Begin Data to use

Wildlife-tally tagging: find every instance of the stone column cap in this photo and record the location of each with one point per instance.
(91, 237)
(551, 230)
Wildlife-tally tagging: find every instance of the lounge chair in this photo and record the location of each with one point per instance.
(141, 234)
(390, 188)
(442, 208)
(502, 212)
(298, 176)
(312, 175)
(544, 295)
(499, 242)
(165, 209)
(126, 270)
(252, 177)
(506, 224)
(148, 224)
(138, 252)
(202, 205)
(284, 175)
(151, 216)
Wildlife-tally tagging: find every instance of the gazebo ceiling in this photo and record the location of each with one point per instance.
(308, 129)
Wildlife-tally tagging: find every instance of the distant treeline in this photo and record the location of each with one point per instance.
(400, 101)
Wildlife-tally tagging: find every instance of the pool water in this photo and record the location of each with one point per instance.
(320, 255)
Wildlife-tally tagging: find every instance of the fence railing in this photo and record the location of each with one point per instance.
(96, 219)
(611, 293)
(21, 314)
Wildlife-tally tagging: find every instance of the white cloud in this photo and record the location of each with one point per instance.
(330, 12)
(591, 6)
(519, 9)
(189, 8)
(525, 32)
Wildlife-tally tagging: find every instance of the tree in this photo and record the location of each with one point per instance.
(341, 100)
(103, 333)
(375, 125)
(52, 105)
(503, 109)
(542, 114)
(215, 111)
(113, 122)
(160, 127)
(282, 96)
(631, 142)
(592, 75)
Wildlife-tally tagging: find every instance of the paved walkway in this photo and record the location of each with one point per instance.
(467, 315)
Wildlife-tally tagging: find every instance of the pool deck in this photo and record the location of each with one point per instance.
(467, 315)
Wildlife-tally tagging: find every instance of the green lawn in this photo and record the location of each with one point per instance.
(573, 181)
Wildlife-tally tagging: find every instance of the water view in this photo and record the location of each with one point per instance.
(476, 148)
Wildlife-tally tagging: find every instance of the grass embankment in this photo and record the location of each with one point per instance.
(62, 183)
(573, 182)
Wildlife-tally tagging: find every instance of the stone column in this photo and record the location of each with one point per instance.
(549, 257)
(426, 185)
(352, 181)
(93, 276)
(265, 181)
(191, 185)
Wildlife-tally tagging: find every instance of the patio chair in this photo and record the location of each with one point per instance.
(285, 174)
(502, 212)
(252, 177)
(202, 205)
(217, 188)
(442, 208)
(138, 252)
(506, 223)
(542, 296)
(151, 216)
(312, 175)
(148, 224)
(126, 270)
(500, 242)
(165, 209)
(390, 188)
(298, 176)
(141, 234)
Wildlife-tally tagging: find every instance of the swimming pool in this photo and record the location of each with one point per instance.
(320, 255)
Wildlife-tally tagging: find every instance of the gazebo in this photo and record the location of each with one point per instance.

End Data to use

What the task requires.
Return every line exactly.

Answer to the task.
Wildlife-tally tagging: find every instance of the stone column cap in this photo and record the location of each with one point per instance.
(91, 237)
(551, 230)
Wildlife-tally tagging: find every instance of the lounge chair in this photo and record the location of each with one point per instance.
(141, 234)
(390, 188)
(442, 208)
(502, 212)
(298, 176)
(312, 175)
(544, 295)
(499, 242)
(165, 209)
(126, 270)
(252, 177)
(506, 224)
(148, 224)
(138, 252)
(202, 205)
(284, 175)
(151, 216)
Wildlife-tally tagging: find every instance of the gazebo ceiling in this photo and record the location of each with one point per instance.
(308, 129)
Wildlife-tally tagging: find every instance of the distant treeline in this photo and record the location of each with one point per instance.
(400, 101)
Wildlife-tally tagging: find every instance of the pool water in this photo and record the location of each with one point per instance.
(320, 255)
Wildlife-tally tagging: find every instance of the fence railing in this photo and record the location of each with one point per instance.
(96, 219)
(611, 293)
(21, 314)
Wildlife-tally tagging: find every instance of the white cloud in this photo and record the location of each with one point per instance.
(330, 12)
(591, 6)
(519, 9)
(189, 8)
(525, 32)
Wildlife-tally tagging: find every instance of the tree in this photo and record the location of each with one point per instance.
(341, 100)
(103, 333)
(375, 125)
(52, 105)
(503, 109)
(542, 114)
(215, 111)
(113, 122)
(160, 127)
(282, 96)
(631, 142)
(592, 75)
Wildlife-tally tagging: find every instance of the paved walkway in this photo and record the location of each with one point per instance.
(467, 315)
Wildlife-tally tagging: find every instance of the pool deck in this photo and record the location of each with one point per instance.
(467, 315)
Wildlife-tally tagging: find every instance of the green lawn in this photo and record the location of each with one point per instance.
(573, 181)
Wildlife-tally tagging: find every instance of the water view in this photo and record the location of each with one point per instance.
(476, 148)
Wildlife-tally tagging: find every instance of the grass embankment in this photo and record the location of each with one point per instance.
(62, 183)
(573, 182)
Wildlife-tally tagging: find every instance of the stone column in this photo and record the location of each with one point per instance.
(549, 257)
(426, 185)
(352, 181)
(93, 276)
(265, 181)
(191, 185)
Wildlife-tally tagging: find every instance of the patio chair in this photo and record the location of each with one point per instance.
(285, 174)
(502, 212)
(252, 177)
(202, 205)
(217, 188)
(442, 208)
(138, 252)
(506, 223)
(542, 296)
(151, 216)
(312, 175)
(148, 224)
(126, 270)
(500, 242)
(165, 209)
(390, 188)
(298, 176)
(141, 234)
Wildlife-tally tagging: find every instance of the swimming pool in this photo and record the location of each with one point per instance.
(320, 255)
Wildlife-tally tagging: find every instance of the gazebo in this photo and record the location of each with one point per instance.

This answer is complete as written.